- **Required action**: Word for word, copy all of the entries.

________________________________________

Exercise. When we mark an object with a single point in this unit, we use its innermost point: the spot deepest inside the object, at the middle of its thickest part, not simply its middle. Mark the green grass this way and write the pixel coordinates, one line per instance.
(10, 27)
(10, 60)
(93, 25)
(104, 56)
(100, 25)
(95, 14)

________________________________________

- **Result**:
Exercise. When we mark an object with a single point in this unit, we use its innermost point: the spot deepest inside the object, at the middle of its thickest part, not simply its middle. Mark the green grass this way and write the pixel coordinates, one line per instance.
(10, 27)
(10, 60)
(93, 25)
(104, 56)
(100, 25)
(95, 14)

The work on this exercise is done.